⟨

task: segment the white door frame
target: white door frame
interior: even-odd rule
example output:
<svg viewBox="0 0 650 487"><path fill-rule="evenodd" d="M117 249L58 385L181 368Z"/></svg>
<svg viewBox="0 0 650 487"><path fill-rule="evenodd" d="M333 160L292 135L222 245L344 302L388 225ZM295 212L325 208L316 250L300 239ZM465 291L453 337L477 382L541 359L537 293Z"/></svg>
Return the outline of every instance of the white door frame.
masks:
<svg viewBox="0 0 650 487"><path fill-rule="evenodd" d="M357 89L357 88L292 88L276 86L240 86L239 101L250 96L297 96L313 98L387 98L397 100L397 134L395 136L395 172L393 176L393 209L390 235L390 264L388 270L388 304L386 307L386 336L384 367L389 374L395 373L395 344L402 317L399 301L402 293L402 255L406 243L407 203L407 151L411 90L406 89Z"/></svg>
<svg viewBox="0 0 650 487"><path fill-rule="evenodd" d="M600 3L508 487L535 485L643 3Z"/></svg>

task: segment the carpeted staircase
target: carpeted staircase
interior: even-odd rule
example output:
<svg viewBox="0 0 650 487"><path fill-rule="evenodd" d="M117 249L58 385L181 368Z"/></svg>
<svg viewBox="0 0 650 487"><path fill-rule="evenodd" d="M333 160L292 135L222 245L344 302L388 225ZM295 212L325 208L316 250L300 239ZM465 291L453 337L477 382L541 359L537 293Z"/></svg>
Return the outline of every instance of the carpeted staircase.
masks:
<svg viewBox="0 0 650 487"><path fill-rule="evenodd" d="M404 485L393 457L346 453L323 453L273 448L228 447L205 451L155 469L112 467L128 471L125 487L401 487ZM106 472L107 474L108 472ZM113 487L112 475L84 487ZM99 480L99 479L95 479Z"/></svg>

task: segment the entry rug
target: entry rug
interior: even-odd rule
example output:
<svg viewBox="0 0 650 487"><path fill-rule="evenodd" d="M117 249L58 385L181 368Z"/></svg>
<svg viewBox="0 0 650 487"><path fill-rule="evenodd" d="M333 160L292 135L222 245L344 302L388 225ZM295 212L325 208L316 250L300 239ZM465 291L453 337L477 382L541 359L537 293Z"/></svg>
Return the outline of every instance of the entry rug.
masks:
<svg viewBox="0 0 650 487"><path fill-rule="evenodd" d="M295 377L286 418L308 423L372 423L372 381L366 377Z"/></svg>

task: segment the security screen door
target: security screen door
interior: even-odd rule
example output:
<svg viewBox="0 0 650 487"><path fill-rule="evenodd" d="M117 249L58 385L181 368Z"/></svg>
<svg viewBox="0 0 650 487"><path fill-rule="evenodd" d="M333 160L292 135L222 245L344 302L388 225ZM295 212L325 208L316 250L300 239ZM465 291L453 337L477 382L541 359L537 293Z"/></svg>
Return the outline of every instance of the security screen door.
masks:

⟩

SET PROBLEM: Revise the records above by changing each occurrence of "even-odd rule" to "nonzero winding rule", with every other part kept as it is.

OUTPUT OF THE TASK:
task: segment the white door frame
target: white door frame
interior: nonzero winding rule
example output:
<svg viewBox="0 0 650 487"><path fill-rule="evenodd" d="M117 249L58 385L181 368Z"/></svg>
<svg viewBox="0 0 650 487"><path fill-rule="evenodd" d="M333 160L292 135L222 245L344 302L388 225ZM295 212L325 208L316 250L300 239ZM465 291L453 337L477 382L541 359L537 293Z"/></svg>
Return the outline of every instance of the white door frame.
masks:
<svg viewBox="0 0 650 487"><path fill-rule="evenodd" d="M357 89L357 88L292 88L276 86L240 86L239 101L250 96L297 96L313 98L387 98L397 100L397 134L395 136L395 172L393 176L393 209L390 235L390 264L388 270L388 304L386 307L386 336L384 367L389 374L395 373L395 344L402 317L399 301L402 293L402 255L406 243L407 203L407 151L411 90L406 89Z"/></svg>
<svg viewBox="0 0 650 487"><path fill-rule="evenodd" d="M600 3L508 487L535 485L643 3Z"/></svg>

task: segment the carpeted staircase
target: carpeted staircase
interior: nonzero winding rule
example output:
<svg viewBox="0 0 650 487"><path fill-rule="evenodd" d="M117 249L58 385L181 368Z"/></svg>
<svg viewBox="0 0 650 487"><path fill-rule="evenodd" d="M333 160L292 135L222 245L344 302L388 225ZM295 212L325 208L316 250L300 239ZM465 291L453 337L477 382L541 359L537 293Z"/></svg>
Return the outline of every instance of the carpeted staircase.
masks:
<svg viewBox="0 0 650 487"><path fill-rule="evenodd" d="M404 485L393 457L346 453L323 453L273 448L228 447L205 451L155 469L112 467L128 471L125 487L401 487ZM106 472L107 474L108 472ZM113 487L112 475L84 487ZM99 480L99 479L95 479Z"/></svg>

task: segment the entry rug
target: entry rug
interior: nonzero winding rule
example output:
<svg viewBox="0 0 650 487"><path fill-rule="evenodd" d="M117 249L58 385L181 368Z"/></svg>
<svg viewBox="0 0 650 487"><path fill-rule="evenodd" d="M333 160L292 135L222 245L344 302L388 225ZM295 212L325 208L316 250L300 239ZM465 291L453 337L477 382L541 359L537 293Z"/></svg>
Return the outline of every instance of the entry rug.
masks:
<svg viewBox="0 0 650 487"><path fill-rule="evenodd" d="M295 377L286 418L308 423L372 423L372 381L366 377Z"/></svg>

task: segment the security screen door
target: security screen door
interior: nonzero winding rule
example output:
<svg viewBox="0 0 650 487"><path fill-rule="evenodd" d="M117 249L58 385L181 368Z"/></svg>
<svg viewBox="0 0 650 487"><path fill-rule="evenodd" d="M333 160L292 135L222 245L344 302L388 225ZM295 212L325 208L316 250L300 239ZM465 291L453 337L477 382L541 359L537 293Z"/></svg>
Return the outline of every instance of the security screen door.
masks:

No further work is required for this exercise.